◆ TASK TO CARRY OUT
Find "Wildlife-tally tagging: find every instance of the ceramic" in the data below; transcribe the line it appears on and each line after it, exactly, to the end, and nothing else.

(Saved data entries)

======

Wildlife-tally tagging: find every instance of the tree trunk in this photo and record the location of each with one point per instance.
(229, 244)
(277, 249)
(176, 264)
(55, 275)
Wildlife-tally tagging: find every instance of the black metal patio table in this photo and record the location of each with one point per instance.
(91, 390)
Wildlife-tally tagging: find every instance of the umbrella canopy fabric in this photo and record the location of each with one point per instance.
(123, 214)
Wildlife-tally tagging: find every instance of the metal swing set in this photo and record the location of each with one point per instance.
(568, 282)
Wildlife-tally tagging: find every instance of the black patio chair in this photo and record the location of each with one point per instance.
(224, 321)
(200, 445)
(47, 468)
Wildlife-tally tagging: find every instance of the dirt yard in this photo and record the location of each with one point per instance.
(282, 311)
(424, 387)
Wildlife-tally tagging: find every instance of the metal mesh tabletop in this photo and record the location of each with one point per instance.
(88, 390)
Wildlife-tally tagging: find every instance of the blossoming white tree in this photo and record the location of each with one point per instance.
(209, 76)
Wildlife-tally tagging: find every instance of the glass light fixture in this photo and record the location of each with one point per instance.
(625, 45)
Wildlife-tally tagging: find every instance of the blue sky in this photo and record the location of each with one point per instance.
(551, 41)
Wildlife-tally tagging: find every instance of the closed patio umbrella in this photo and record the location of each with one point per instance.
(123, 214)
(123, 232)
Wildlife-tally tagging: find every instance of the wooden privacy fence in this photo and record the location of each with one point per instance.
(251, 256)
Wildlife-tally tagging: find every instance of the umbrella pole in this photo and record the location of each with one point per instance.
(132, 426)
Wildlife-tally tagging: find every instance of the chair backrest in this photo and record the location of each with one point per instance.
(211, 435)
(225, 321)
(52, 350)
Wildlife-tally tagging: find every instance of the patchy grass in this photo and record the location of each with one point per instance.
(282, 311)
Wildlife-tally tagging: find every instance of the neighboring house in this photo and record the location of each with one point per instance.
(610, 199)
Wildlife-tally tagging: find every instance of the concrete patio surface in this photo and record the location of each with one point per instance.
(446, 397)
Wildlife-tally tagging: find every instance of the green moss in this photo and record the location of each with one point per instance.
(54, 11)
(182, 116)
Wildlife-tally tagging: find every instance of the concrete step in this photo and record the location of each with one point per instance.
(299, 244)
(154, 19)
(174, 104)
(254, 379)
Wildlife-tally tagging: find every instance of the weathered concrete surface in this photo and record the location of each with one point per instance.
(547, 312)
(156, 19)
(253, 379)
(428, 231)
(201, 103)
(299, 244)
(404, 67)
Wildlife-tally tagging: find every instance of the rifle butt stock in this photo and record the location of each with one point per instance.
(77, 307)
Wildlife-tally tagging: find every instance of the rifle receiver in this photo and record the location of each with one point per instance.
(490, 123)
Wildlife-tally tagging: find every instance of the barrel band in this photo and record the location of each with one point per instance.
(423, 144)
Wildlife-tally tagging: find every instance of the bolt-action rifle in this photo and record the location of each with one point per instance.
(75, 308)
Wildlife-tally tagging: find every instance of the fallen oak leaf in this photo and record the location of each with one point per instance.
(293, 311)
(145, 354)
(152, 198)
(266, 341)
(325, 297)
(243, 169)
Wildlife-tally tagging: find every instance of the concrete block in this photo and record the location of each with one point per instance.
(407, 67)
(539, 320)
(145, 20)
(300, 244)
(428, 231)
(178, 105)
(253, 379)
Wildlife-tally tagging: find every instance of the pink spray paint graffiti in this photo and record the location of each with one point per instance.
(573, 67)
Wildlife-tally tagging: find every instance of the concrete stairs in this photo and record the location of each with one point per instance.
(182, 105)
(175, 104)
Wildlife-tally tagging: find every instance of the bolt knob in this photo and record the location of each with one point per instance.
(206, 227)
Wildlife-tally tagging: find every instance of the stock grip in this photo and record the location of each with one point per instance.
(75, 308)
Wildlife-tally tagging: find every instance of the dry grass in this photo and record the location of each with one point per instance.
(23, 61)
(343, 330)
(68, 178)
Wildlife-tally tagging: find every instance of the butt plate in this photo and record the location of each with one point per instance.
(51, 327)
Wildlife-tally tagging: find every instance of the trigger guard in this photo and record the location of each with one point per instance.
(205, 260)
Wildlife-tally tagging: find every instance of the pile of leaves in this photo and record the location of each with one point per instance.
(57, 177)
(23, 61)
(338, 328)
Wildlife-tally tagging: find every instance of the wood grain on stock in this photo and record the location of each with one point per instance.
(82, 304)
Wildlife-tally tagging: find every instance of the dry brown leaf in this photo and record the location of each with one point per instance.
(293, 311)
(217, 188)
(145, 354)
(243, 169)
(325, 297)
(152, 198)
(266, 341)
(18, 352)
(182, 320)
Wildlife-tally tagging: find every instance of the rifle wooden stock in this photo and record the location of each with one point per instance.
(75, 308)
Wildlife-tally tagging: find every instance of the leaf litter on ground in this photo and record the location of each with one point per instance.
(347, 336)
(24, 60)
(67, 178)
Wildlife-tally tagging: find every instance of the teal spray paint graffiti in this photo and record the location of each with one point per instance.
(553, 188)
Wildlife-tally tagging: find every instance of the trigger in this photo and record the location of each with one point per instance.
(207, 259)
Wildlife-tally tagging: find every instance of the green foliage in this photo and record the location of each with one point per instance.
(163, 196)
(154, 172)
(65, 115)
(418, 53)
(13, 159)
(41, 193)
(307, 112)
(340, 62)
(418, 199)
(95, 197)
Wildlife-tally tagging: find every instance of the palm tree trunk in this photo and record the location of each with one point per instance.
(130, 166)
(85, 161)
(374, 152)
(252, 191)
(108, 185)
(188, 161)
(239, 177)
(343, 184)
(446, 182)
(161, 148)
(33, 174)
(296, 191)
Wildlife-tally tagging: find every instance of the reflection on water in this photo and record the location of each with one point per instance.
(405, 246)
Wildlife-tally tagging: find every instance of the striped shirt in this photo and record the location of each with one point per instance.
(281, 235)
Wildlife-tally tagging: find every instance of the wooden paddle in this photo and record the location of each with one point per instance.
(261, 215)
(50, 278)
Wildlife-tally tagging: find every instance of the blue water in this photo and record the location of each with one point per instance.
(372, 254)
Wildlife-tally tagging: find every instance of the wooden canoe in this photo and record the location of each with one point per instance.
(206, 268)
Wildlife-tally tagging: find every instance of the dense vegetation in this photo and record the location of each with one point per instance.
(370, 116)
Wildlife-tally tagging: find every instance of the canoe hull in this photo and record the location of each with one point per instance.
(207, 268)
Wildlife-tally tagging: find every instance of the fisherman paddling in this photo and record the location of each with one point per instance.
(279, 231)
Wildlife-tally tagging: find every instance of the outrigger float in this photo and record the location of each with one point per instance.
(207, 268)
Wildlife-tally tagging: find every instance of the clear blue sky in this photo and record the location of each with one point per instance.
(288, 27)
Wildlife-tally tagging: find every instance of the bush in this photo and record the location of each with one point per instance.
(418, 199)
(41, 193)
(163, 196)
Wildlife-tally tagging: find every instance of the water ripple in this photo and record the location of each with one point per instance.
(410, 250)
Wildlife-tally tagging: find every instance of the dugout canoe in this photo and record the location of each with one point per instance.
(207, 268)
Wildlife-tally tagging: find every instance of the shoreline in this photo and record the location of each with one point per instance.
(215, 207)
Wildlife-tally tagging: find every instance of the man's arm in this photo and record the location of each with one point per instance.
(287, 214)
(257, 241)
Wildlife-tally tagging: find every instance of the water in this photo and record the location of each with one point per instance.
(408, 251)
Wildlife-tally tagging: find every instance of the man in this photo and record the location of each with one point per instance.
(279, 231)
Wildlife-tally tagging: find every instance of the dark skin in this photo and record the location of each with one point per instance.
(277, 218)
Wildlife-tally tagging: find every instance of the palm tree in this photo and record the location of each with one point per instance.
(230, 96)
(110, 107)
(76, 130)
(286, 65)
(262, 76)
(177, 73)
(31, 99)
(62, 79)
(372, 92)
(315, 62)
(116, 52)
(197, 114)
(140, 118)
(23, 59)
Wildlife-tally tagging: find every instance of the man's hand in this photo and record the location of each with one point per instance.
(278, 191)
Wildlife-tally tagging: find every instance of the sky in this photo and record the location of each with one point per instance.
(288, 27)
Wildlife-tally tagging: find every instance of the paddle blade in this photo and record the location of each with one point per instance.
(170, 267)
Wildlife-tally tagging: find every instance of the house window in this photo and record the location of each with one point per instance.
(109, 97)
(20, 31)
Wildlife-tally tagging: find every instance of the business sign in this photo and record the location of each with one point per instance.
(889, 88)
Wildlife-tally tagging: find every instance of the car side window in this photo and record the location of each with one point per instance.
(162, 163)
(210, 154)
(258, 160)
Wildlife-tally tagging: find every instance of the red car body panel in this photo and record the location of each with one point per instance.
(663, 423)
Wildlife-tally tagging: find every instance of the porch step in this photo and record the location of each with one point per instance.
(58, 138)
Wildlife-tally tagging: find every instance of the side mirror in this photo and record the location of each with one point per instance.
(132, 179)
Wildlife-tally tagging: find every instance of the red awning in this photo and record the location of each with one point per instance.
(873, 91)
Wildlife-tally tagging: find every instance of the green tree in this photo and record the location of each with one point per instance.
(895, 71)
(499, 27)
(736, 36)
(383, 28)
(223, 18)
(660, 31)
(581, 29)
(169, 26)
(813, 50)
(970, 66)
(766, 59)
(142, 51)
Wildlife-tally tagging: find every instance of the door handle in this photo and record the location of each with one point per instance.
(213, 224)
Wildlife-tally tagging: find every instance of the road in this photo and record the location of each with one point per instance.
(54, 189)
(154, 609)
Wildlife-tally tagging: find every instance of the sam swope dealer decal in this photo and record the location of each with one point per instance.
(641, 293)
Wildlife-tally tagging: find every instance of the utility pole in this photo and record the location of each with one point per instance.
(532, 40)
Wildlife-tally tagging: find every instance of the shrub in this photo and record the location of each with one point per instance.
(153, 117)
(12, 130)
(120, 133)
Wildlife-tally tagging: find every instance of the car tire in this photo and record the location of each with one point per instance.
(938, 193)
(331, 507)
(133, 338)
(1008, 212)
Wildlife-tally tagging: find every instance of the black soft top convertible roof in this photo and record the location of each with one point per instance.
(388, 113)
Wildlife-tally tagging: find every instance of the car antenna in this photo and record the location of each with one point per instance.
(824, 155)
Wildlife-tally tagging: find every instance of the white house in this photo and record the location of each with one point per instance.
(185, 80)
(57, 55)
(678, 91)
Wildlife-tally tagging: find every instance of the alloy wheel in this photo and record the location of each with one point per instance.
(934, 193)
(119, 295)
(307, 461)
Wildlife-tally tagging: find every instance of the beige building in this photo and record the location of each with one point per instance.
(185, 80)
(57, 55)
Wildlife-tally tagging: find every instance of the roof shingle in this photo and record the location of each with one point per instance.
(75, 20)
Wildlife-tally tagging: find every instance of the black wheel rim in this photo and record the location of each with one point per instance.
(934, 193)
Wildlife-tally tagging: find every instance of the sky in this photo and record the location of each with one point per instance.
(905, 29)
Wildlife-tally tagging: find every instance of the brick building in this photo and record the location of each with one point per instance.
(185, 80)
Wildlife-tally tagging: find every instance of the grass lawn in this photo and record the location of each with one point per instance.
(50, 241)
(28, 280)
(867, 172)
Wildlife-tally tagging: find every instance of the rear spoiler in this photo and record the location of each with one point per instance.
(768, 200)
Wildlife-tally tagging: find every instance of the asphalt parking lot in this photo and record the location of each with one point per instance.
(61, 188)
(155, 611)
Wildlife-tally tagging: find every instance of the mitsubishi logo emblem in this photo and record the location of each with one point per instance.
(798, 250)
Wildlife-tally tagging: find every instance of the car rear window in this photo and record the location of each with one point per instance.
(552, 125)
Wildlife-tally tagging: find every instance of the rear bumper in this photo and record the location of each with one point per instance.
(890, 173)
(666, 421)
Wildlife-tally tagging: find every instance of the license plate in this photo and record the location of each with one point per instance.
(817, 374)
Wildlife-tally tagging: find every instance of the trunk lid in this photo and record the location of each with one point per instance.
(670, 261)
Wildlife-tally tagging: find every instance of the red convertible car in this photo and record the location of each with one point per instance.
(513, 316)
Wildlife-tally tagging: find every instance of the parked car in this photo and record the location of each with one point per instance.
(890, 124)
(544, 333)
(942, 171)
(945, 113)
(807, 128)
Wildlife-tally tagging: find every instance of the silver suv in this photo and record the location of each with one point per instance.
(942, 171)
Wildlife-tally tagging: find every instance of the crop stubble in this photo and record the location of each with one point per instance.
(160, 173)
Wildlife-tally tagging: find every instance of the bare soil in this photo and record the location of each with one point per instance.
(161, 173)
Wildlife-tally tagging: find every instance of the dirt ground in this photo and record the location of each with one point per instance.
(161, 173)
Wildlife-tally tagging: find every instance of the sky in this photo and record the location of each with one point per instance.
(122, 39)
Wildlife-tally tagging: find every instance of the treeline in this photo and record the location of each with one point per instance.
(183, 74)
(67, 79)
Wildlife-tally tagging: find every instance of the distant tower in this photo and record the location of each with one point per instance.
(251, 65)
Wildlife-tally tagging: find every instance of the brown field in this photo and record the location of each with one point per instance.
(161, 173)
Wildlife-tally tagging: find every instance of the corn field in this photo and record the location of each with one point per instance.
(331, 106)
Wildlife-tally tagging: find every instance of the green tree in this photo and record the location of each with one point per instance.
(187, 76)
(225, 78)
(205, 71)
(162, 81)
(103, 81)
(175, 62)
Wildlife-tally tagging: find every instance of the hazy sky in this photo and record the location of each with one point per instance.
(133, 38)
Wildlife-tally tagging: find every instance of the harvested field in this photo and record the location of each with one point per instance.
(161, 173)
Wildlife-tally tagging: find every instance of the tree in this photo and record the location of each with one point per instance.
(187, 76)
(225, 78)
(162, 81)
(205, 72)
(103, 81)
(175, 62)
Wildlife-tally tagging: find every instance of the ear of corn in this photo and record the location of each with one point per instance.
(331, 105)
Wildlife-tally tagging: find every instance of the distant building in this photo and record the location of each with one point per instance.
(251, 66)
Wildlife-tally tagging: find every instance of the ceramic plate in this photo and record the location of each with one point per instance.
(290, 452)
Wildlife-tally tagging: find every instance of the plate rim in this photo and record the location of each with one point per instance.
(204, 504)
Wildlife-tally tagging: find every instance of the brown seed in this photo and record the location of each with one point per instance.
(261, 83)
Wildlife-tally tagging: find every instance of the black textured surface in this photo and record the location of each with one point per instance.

======

◆ SOLUTION TO THIS TASK
Wildlife-tally tagging: find every instance of the ceramic plate in this photo and record the location of each with one point per instance.
(290, 452)
Wildlife-tally tagging: find every instance of the plate rim in this photo and record the location of each with one point per instance.
(204, 504)
Wildlife-tally tagging: find every instance of the brown seed in this photo and record the location of each with one point per instance.
(261, 83)
Wildlife-tally tagging: find every instance of the black textured surface in this photo and record the location of each with one point per instance.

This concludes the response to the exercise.